A word-for-word copy of the lines from the one holding "Exercise. Put one point on each instance of the mattress" through the final line of the records below is the only output asked for.
== Material shown
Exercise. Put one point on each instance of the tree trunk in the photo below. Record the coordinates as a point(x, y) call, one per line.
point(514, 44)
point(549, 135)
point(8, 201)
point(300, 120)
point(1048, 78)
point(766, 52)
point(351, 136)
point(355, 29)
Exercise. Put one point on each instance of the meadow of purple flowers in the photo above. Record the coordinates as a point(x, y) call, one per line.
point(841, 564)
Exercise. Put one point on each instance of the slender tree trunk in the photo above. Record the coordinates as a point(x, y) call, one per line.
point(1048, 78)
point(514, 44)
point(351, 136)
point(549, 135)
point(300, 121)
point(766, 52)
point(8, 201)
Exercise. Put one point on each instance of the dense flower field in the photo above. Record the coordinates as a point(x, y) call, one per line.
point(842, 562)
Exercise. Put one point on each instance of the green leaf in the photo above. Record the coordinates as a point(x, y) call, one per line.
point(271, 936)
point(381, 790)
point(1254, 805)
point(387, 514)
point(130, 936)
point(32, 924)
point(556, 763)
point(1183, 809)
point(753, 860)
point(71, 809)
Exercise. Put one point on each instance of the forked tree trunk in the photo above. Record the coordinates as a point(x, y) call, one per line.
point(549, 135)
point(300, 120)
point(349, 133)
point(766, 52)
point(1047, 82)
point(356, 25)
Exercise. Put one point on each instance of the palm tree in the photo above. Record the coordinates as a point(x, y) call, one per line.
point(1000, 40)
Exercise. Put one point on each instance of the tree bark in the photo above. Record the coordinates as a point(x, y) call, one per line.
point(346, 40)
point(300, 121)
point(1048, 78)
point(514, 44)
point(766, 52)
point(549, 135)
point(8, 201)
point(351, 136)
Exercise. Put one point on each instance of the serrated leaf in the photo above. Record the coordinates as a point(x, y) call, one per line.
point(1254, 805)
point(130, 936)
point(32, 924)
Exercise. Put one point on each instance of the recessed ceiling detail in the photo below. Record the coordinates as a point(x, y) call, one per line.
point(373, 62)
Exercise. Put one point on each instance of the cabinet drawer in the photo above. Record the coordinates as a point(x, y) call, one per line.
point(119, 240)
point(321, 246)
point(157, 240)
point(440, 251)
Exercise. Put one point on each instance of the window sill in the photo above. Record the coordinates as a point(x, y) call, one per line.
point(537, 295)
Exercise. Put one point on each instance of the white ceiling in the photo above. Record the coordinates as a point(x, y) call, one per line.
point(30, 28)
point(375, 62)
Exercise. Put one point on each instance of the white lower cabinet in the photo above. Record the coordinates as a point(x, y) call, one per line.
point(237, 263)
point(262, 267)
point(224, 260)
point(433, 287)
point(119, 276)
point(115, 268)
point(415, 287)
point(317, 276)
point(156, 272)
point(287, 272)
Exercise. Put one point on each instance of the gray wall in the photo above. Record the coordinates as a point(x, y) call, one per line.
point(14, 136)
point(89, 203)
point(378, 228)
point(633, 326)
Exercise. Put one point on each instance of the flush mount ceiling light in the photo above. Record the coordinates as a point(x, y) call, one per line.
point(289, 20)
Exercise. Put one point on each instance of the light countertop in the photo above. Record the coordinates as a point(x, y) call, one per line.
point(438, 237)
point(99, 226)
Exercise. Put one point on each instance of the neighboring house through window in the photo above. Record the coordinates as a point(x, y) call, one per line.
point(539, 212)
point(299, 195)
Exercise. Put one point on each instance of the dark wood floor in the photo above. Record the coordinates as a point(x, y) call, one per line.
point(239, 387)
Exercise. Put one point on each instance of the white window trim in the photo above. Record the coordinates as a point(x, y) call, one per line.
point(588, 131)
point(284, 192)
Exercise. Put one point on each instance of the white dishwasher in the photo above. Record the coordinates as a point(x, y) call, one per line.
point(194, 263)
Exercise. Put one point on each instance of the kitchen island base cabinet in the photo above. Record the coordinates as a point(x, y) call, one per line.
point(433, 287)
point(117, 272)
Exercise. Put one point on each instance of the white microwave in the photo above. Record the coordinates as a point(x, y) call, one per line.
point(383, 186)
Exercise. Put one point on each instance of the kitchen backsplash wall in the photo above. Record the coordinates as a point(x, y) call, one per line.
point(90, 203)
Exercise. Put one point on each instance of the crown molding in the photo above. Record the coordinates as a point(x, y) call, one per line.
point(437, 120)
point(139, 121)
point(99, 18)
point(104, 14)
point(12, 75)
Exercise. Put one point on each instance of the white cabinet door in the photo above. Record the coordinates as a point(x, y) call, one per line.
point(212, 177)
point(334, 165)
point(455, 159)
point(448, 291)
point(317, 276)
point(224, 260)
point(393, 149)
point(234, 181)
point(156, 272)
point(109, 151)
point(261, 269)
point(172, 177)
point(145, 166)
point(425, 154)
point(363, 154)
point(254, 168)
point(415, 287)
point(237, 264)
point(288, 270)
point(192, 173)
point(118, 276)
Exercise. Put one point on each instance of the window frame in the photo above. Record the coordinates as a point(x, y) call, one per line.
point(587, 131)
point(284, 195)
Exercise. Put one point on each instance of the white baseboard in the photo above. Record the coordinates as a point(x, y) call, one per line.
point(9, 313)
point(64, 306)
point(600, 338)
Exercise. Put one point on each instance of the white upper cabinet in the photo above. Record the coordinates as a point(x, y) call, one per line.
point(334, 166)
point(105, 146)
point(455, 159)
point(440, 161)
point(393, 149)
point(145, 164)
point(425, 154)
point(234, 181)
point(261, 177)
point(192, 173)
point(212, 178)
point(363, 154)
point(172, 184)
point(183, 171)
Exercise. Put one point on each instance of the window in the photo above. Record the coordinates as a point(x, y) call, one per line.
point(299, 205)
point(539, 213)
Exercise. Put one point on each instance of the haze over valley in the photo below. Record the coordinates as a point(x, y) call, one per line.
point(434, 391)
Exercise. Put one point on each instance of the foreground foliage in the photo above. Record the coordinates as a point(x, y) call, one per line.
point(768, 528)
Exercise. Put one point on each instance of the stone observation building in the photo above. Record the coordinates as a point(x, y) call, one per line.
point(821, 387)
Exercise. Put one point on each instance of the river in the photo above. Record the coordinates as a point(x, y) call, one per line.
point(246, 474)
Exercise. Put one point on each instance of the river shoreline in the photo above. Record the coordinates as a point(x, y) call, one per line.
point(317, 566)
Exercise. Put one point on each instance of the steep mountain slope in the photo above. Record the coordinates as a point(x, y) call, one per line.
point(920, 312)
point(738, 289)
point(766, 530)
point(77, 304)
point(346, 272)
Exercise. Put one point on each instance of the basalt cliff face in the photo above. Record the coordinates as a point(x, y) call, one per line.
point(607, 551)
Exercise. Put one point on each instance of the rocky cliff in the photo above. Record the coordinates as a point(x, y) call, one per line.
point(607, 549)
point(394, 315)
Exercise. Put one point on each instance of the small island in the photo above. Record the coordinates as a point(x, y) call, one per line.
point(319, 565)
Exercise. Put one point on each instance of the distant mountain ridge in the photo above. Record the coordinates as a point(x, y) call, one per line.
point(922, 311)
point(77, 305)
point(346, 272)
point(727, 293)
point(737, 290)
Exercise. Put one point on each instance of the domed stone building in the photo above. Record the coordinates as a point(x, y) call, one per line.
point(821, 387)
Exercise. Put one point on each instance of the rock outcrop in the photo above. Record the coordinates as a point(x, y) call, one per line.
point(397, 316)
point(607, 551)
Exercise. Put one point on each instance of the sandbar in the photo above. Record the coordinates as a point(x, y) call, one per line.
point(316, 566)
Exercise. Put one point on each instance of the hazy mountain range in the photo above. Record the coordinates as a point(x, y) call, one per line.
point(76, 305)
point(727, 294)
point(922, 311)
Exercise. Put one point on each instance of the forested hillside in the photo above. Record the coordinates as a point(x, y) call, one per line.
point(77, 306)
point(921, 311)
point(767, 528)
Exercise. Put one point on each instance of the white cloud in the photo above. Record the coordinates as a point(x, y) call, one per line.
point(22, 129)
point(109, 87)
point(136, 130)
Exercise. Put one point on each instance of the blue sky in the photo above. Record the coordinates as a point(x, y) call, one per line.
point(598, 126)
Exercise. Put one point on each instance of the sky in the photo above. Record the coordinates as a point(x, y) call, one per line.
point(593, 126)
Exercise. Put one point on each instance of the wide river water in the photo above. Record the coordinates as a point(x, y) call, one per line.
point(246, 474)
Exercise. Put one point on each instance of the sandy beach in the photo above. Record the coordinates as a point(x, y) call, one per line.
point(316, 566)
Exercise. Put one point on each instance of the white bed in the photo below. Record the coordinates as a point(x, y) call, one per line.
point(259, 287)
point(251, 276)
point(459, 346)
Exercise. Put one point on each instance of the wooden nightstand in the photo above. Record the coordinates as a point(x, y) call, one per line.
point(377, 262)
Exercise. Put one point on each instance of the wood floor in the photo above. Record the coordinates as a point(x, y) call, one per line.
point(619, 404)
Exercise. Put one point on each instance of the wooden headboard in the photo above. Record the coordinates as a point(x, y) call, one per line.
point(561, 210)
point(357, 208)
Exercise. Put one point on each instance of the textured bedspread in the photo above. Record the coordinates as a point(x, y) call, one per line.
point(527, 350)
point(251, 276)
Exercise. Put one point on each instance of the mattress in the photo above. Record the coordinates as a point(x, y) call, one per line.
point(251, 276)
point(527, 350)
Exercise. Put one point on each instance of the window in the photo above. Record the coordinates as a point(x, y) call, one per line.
====
Response for this exercise:
Exercise. Put one point on each instance of the mattress in the photo above. Record the coordinates as a point(x, y) call, one per line.
point(251, 276)
point(527, 350)
Exercise. Put one point on each instance of the window in the photo above. Record the coordinates as a point(x, y) call, one per line.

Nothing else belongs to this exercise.